TUJUAN 1:
Dalam teks tentang tentara penganut Buddha, tindakan apa saja yang disebut sebagai contoh tindakan yang merugikan makhluk hidup? Sebutkan semuanya.
TUJUAN 2:
Jawablah pertanyaan berikut berdasarkan teks tentang tentara penganut Buddha.
(a) Sila mana dari Pancasila Buddhis yang disebut berlawanan dengan menjadi tentara?
(b) Istilah apa yang dicantumkan dalam kurung untuk welas asih?
(c) Apa sebutan bagi karma yang dampaknya turut ditanggung oleh semua pihak yang terlibat dalam suatu rangkaian tindakan?
TUJUAN 3:
Teruskan teks tentang tentara penganut Buddha, dimulai setelah kalimat terakhirnya.

TEKS YANG DIBERIKAN:
===============

Seorang
penganut Buddha yang menjadi tentara akan menjadi subjek yang kompleks, karena
pada prinsipnya akan berlawanan dengan Pancasila Buddhis (Sila Pertama). Namun,
juga sering dilihat dalam konteks, niat dan keadaan seseorang. Jika seorang
tentara menjalankan profesinya dengan niat untuk melindungi kehidupan dan
mendukung perdamaian, beberapa pandangan menganggap bahwa ini bisa lebih dapat
diterima dibandingkan jika untuk agresi. Beberapa praktisi Theravāda melihat
bahwa menjadi tentara dalam rangka menjaga perdamaian atau melindungi yang
lemah bisa dianggap sebagai bagian dari praktik welas
asih (karuṇā), asalkan tindakan kekerasan dihindari sejauh mungkin
(Prinsip jalan Tengah). Tanggung jawab karma adalah
bersifat individu.
Dalam Buddhisme, menjadi tentara tidak secara mutlak dilarang, tetapi sangat disarankan untuk berhati-hati dalam menjaga niat dan tindakan agar tetap selaras dengan prinsip non-kekerasan dan welas asih. Sutta yang secara khusus menampilkan permasalahan seorang pemeluk ajaran Sang Buddha tetapi berprofesi sebagai tentara atau sebagai pasukan angkatan perang itu tidak ada. Yang ada adalah tentang pembunuhan makhluk.
Dalam konteks seorang prajurit yang diperintahkan untuk berperang, ada beberapa aspek yang perlu dipertimbangkan untuk memahami konsekuensi karmanya : Jika seorang prajurit berperang dengan niat membunuh, merusak, atau didorong oleh kebencian dan agresi, maka konsekuensi karmanya menjadi berat. Meskipun seorang prajurit mendapat perintah dari atasan, keputusan untuk melaksanakan perintah tetap menjadi tanggung jawab pribadi. Dalam pandangan Buddhis, tidak ada yang bisa memaksa seseorang untuk berbuat karma buruk kecuali dirinya sendiri yang memilih melakukannya. Mengikuti perintah tanpa kesadaran atau pemikiran kritis tidak menghapuskan tanggung jawab moral individu. Dampak tindakan : Setiap tindakan yang merugikan makhluk hidup - seperti melukai, membunuh, atau menyebabkan penderitaan - akan menanam benih karma buruk (akusala kamma). Akibat dari perintah : Meskipun niatnya mulia, memerintahkan perang hampir pasti mengarah pada kekerasan, penderitaan, dan kematian - yang semuanya menanam benih karma buruk. Dalam pandangan Buddhis, “Melakukan kekerasan demi kebaikan tetap menghasilkan karma buruk, meskipun intensitasnya bisa berbeda.” Komandan tidak hanya menanggung karma dari niat dan tindakannya sendiri, tetapi juga berkontribusi pada karma dari tindakan prajurit yang menjalankan perintah tersebut. Ini disebut sebagai karma kolektif - di mana semua pihak yang terlibat dalam suatu rangkaian tindakan turut menanggung dampak karmanya.

===============

(Entri data tersimpan)
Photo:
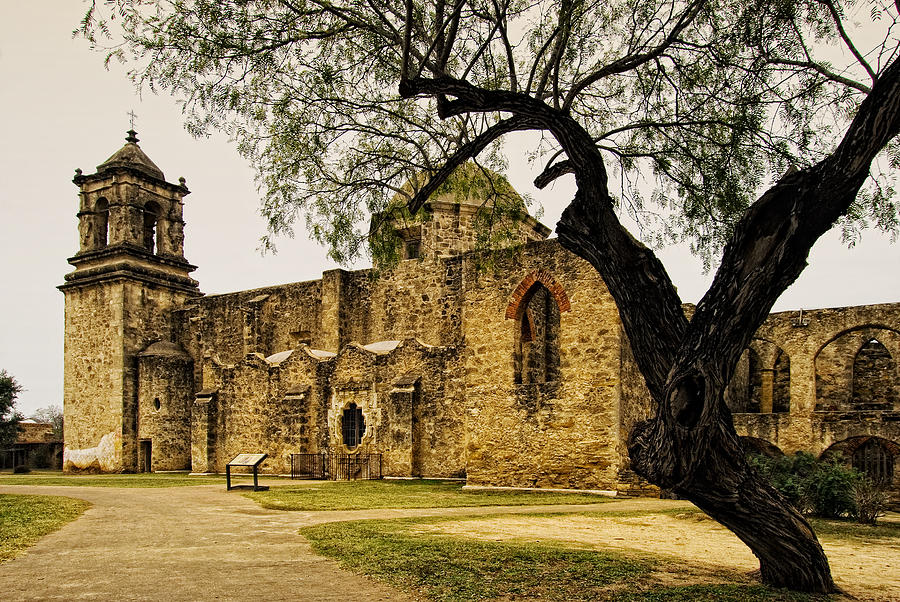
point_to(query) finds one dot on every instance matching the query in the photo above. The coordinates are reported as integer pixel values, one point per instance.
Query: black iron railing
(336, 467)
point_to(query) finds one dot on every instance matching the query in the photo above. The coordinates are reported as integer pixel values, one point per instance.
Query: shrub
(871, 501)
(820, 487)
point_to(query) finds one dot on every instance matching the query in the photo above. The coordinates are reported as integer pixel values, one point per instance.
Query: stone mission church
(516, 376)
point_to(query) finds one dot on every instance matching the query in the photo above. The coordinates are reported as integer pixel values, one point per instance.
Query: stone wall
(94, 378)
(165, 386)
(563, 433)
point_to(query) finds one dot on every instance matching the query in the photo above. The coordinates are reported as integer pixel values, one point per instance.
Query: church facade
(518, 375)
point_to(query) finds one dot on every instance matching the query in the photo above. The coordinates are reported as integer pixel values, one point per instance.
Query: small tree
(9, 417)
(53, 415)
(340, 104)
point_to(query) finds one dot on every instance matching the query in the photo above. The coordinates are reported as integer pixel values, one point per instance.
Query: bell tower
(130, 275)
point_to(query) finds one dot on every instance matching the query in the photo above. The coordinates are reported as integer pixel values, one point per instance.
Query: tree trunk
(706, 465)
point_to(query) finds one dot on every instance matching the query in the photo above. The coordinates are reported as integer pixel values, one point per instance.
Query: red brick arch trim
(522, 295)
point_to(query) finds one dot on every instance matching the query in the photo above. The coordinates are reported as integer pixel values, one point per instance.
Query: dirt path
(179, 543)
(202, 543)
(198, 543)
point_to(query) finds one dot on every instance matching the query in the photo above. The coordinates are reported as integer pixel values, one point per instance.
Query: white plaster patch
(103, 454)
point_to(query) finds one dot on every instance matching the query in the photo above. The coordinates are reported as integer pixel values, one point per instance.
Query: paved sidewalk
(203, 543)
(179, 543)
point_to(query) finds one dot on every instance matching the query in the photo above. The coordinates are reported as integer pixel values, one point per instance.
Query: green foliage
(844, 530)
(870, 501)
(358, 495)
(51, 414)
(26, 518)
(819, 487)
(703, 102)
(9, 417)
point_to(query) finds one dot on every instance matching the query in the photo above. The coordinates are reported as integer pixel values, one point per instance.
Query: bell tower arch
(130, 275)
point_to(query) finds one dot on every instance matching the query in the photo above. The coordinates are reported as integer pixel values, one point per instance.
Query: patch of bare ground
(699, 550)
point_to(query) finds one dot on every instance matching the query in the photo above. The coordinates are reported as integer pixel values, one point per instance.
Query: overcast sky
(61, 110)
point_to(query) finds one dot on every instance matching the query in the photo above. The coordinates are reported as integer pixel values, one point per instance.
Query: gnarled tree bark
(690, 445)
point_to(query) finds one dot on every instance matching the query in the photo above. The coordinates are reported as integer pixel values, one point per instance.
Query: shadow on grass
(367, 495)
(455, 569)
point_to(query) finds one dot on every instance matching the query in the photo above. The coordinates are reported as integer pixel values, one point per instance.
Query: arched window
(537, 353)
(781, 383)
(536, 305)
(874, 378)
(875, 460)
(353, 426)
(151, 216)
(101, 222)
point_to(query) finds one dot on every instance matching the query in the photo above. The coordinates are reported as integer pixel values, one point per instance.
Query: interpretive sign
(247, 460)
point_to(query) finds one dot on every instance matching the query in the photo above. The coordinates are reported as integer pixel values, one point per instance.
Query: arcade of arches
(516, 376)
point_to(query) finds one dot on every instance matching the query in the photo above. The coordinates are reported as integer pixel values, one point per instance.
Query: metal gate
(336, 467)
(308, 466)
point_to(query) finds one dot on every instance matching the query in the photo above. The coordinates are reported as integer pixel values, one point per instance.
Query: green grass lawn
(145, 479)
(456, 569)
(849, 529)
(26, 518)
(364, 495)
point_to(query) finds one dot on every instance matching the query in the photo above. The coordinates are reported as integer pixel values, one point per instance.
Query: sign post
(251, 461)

===============

HASIL TUGAS 1:
Melukai, membunuh, dan menyebabkan penderitaan.

HASIL TUGAS 2:
(a) Sila Pertama.
(b) Karuṇā.
(c) Karma kolektif.

HASIL TUGAS 3:
Keadaan
batin saat bertindak : Jika
seorang prajurit bertindak dengan penuh kebencian, ketakutan, atau nafsu untuk
berperang, ini memperkuat benih karma negatif. Sebaliknya, jika ia berperang
dengan kesadaran akan penderitaan yang ditimbulkan dan berusaha menghindari
kekerasan sebanyak mungkin, batinnya tidak sepenuhnya diliputi oleh kegelapan
(moha), maka efek karmanya bisa lebih ringan.
Penyesalan
dan pemulihan : Setelah
melakukan tindakan yang menimbulkan karma buruk, seseorang masih bisa berusaha
meredakan dampaknya dengan melakukan banyak perbuatan baik (kusala kamma)
seperti mempraktikkan welas asih (karuṇā), kebijaksanaan (paññā), dan melatih
kesadaran diri (sati). meminta maaf, dan melakukan
perenungan.
Tindakan
seorang komandan atau presiden sebagai penglima tertinggi, yang memerintahkan
Panglima mengirim prajuritnya untuk berperang melindungi kedaulatan negara bisa
dipandang melalui lensa niat (cetana) dan konsekuensi dari tindakan tersebut
urgensinya seperti apa.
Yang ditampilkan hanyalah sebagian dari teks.